* **WHAT IS ASKED**:
[1] Quote the blog post word for word, starting at the words "No big deal." and ending after "this little thought.".
[2] Do these statements agree with the blog post? Answer yes or no for each, and quote the deciding words. (a) The writer ate dinner alone at Costa Vida. (b) The writer's brother went crawdadding with the rest of the family. (c) Ty recognized the number the text came from.
[3] In the blog post, where did the writer and Ty sit down to talk after walking around the temple?
>> BEGIN EXTRACT PROVIDED
Sunday, July 29, 2012

Interesting Night for the Weirdness

I did something crazy yesterday, because I'm sick of Jason being a retard.
So anyway, I basically spent all of yesterday all on my lonesome, 
because my family was all gone crawdadding, and my brother had work, then he was going on a date.
And I was doing nothing. 
At all.
So, I went to Costa Vida for dinner, which yeah, I sat at a table all by myself.
No big deal. Then I went over to Macey's because it's close to it, and I was just walking around looking at random stuff, and I had this little thought.
That I should text Ty. 
At first, I was just like, "whatever." and I ignored it, because I couldn't talk to him. That'd be weird. But then it kept coming back, and I couldn't get the thought out of my head.
I started to wonder if I could actually pull it off. But I was way too chicken to try to just start talking to him.
So then, I tried coming up with this little plan.  I would text him and another friend whose name starts with T and just say that I'd sent it to him on accident...Oops.
I was all set with it, but as soon as I pushed "send", I panicked and pushed "cancel."
My heart was pounding, and I could scarcely breathe, but I felt better, because I hadn't actually gone through with it.
Then my phone vibrated.
And I swore to myself.
Apparently once the signal is sent, it's sent and there's no cancelling it.
So, I did exactly what I'd thought out and said "Sorry, that wasn't meant to go to you!" 
At first, he asked who it was, and I avoided the question, but then he said "Wait, I know this number."
And I swore to myself again.
I explained to him what had "happened" and he was totally chill with it, and even struck up a conversation with me.
I was actually really surprised that he didn't just go "oh, it's you. Ok bye" because that's what I had expected all along, but no, he just went on about how I had given him a graduation present and he knew it was from me, and I was like "well yeah, duh."
and he said "you should've signed your name on it." 
and I was like "H no."
so then he asked what I was doing, and I said I was walking around the outside fence of the temple by myself, because my brother was going on a date, and my parents were gone still. He asked if I would like some company, and I said "sure", so he came up to the temple, and we found each other and started walking around. 
We walked around the temple once, I think, then we walked back up to the street and across to the park, where we found a table and kicked it.  Not literally kicked it, but just sat down and talked, which PAY ATTENTION! when we were talking, I found out who barked at me that one time.
It was his friend.  He was telling me how said friend has gotten into a habit of barking at people, and as soon as he said that, I busted up laughing, but he never knew what I was laughing at...
Thank heaven for that.
(For those of you who have no idea what I'm talking about, I'd recommend reading this:)
I Promise I'm Not a Stalker!
>> END EXTRACT PROVIDED
>> BEGIN GIVEN DATA
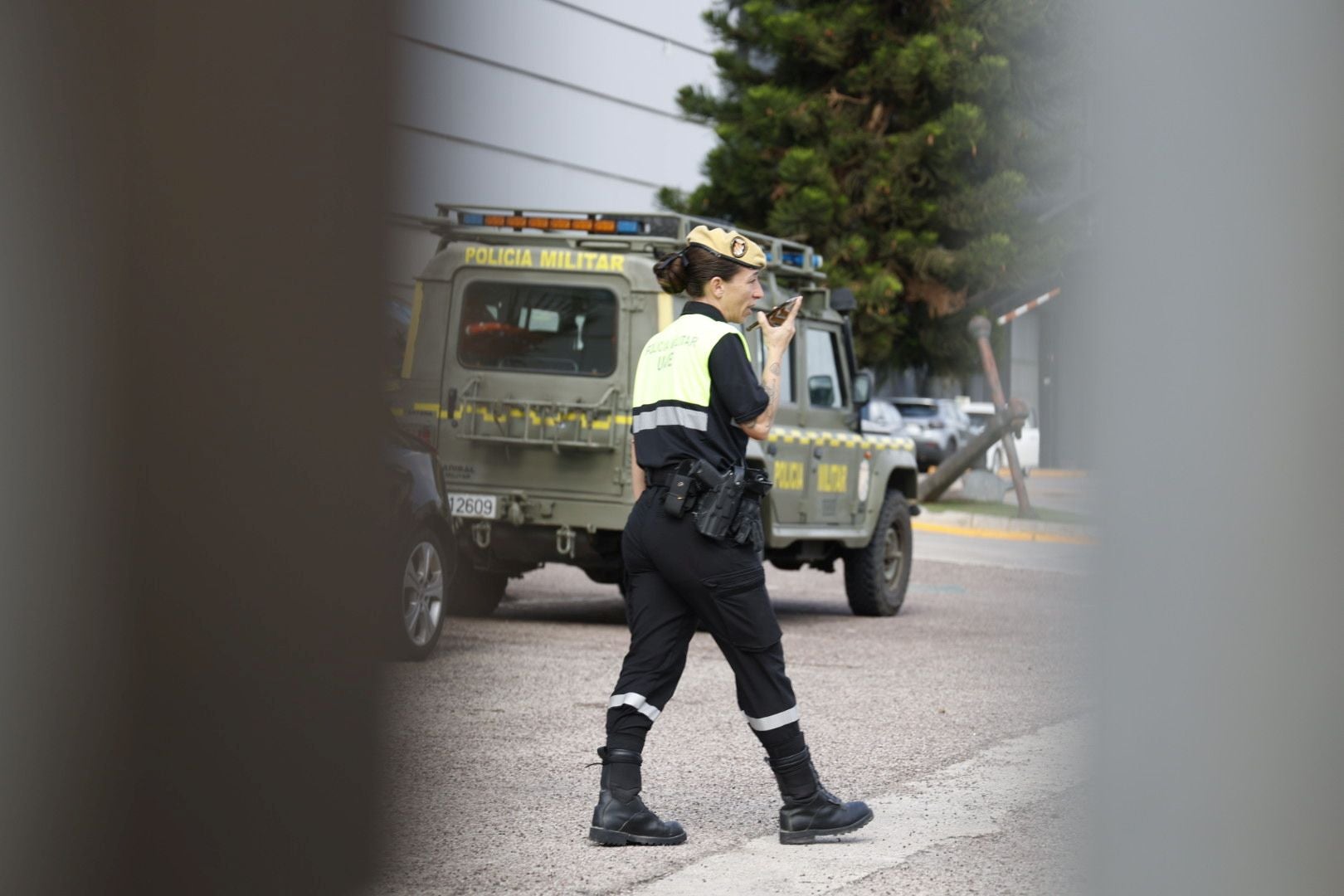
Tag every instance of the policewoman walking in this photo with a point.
(691, 546)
>> END GIVEN DATA
* **RESULTS FOR EACH TASK**:
[1]
No big deal. Then I went over to Macey's because it's close to it, and I was just walking around looking at random stuff, and I had this little thought.

[2]
(a) Yes: "So, I went to Costa Vida for dinner, which yeah, I sat at a table all by myself."
(b) No: "my family was all gone crawdadding, and my brother had work, then he was going on a date."
(c) Yes: "Wait, I know this number."

[3] At a table in the park across the street.